Task: Count the lines in the material below that contain the string "building", with uppercase and lowercase letters treated as different, and give only the number.

Exercise materials:
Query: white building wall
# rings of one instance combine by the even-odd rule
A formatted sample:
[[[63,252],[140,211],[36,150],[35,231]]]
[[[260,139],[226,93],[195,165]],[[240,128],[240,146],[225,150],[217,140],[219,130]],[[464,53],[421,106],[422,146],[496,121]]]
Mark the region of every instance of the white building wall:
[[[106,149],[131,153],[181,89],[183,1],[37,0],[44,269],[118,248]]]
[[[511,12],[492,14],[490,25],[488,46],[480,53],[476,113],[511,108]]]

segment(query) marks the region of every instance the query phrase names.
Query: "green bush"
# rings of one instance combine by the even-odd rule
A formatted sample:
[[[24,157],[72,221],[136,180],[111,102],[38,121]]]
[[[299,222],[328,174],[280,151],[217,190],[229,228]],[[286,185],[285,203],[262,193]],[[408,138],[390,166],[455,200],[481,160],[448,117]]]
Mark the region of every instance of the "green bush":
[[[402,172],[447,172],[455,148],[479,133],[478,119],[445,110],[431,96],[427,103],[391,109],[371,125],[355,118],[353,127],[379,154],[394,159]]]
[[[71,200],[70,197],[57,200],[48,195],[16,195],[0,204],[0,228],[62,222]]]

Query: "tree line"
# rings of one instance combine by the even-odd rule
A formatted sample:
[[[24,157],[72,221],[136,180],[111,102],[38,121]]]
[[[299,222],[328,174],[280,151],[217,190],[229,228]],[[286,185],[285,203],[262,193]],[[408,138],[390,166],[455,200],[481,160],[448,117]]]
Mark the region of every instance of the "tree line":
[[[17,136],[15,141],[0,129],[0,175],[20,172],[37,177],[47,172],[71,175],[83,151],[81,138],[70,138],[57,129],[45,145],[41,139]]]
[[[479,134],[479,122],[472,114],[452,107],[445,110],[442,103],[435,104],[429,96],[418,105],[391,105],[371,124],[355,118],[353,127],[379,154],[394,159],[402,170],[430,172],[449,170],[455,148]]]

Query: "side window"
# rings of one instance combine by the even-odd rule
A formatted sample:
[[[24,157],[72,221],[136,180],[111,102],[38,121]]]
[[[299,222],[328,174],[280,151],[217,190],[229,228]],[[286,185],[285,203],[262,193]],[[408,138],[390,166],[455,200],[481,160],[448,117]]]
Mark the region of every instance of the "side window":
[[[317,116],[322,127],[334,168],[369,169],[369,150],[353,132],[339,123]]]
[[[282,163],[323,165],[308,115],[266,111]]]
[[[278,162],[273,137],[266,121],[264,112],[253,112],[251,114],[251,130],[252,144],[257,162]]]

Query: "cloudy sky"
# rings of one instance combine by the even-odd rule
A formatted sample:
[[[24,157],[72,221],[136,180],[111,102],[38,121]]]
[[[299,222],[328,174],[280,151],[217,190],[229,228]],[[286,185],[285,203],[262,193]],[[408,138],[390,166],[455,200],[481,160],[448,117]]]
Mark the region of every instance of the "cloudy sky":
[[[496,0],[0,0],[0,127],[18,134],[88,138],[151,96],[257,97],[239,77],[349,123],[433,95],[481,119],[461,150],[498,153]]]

Reply: 2